Task brief
In the listing below, locate the line that contains "Question. The photo above holds the street" and the line that contains "Question. The photo above holds the dry". Restate word for word those two lines and every line between them, and nothing else.

------------------------------------

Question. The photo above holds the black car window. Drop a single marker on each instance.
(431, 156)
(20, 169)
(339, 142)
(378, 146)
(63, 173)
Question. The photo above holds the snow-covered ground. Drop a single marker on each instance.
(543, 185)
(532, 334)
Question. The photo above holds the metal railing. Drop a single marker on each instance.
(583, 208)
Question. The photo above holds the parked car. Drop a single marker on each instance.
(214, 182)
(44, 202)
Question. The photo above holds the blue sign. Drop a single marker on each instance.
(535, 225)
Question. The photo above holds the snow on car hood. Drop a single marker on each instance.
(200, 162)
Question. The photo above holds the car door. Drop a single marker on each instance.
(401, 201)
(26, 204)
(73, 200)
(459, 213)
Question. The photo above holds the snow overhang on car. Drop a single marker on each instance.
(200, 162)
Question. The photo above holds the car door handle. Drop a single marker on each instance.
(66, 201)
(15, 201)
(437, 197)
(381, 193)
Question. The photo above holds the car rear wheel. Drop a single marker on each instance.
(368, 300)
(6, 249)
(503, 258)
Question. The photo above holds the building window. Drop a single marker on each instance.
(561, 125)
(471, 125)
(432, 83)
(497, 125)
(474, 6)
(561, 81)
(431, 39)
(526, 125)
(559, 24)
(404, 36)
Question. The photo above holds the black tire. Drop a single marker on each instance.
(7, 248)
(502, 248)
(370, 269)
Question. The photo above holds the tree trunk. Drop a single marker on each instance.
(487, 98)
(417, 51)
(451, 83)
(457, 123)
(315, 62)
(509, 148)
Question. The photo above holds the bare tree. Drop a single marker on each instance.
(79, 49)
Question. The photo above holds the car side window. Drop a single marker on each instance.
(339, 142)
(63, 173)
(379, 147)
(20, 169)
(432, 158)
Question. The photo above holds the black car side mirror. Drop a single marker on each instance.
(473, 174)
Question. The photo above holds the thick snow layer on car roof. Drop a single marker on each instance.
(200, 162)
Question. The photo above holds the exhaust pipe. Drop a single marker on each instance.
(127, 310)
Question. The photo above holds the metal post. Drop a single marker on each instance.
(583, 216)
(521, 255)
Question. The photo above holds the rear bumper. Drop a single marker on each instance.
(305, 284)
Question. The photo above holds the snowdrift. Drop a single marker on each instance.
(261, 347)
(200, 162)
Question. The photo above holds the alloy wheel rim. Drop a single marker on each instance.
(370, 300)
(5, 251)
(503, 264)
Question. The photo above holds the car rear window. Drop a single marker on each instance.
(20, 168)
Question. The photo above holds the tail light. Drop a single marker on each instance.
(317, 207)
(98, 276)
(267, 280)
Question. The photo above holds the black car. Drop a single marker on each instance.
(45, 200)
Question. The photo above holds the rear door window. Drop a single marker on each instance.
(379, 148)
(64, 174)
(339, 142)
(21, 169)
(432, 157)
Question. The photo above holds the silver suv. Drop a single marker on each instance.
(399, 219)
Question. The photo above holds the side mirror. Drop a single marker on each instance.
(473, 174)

------------------------------------

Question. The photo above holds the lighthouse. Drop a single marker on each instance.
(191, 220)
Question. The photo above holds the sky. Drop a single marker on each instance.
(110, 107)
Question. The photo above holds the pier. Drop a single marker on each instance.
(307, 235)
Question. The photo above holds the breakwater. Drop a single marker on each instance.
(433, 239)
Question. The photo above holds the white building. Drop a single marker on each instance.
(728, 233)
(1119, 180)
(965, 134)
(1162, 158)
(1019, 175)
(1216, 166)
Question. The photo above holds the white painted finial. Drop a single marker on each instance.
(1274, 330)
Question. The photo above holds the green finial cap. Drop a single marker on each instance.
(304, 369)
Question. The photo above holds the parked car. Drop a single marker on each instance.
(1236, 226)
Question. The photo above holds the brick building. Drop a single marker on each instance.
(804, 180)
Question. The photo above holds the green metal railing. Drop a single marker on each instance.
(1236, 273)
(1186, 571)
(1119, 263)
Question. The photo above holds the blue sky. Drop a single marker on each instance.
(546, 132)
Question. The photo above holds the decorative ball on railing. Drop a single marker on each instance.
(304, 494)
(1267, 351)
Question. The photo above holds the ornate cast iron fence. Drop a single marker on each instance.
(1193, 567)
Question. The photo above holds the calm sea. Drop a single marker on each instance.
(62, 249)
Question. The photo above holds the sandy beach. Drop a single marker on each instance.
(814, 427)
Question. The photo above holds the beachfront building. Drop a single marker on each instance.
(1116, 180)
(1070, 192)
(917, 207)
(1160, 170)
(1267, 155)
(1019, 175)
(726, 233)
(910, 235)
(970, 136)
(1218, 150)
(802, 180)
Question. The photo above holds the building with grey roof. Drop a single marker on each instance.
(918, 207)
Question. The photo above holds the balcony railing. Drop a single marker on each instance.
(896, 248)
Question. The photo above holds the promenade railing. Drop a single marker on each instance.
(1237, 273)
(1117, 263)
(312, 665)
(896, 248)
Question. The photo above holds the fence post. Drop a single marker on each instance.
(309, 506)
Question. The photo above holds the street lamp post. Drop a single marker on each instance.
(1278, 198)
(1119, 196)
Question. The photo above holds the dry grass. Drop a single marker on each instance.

------------------------------------

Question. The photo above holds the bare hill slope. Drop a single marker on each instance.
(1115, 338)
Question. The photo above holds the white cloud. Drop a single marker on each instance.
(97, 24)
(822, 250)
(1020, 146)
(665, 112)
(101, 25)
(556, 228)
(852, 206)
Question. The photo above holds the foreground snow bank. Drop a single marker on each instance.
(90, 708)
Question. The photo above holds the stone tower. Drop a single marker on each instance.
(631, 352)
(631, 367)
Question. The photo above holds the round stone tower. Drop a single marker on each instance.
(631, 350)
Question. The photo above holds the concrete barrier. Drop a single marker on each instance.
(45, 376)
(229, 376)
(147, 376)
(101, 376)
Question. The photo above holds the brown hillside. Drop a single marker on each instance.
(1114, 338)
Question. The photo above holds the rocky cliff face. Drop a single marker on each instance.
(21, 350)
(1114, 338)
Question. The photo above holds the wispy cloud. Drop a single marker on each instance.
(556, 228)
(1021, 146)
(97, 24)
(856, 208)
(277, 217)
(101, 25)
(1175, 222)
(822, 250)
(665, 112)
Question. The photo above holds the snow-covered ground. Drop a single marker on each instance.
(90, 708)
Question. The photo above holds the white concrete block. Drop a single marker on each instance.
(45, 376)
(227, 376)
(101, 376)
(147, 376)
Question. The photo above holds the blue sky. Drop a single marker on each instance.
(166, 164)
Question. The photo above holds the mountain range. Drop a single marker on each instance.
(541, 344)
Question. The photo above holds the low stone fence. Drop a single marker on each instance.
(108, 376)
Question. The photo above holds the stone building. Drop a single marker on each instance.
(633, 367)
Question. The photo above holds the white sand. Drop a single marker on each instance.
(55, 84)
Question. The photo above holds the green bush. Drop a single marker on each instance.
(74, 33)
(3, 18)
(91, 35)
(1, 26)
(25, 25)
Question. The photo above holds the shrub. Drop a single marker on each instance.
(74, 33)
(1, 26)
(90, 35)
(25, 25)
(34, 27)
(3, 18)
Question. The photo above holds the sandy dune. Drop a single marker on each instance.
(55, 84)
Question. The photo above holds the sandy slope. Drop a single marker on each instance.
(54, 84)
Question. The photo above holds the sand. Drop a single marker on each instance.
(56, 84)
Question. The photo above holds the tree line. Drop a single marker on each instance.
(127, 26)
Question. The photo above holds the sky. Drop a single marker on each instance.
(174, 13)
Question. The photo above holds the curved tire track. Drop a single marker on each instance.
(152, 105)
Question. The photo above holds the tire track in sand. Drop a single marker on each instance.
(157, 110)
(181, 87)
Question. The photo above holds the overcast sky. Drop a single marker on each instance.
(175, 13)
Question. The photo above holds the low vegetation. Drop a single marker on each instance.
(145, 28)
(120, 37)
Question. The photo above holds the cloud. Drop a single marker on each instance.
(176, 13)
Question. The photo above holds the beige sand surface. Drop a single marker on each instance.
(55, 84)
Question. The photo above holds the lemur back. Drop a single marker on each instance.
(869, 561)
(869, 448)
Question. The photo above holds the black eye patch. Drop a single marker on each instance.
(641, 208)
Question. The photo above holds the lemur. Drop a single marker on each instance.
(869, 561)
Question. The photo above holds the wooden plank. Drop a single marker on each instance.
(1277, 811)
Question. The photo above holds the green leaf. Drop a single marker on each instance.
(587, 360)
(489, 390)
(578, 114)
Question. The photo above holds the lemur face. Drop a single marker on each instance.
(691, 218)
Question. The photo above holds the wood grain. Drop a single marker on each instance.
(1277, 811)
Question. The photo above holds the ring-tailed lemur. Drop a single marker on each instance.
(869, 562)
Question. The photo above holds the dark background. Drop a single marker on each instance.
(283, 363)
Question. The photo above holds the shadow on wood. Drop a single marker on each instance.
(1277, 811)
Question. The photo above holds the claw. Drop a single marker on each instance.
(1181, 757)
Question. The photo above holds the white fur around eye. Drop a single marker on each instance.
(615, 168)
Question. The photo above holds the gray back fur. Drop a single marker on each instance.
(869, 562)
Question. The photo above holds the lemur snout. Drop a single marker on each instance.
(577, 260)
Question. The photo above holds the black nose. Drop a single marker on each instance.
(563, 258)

------------------------------------

Task answer
Question. The photo above holds the street lamp post. Drop a single marker on each instance.
(1278, 198)
(1119, 196)
Question. The photo above holds the dry grass. Drop a single marker on each instance.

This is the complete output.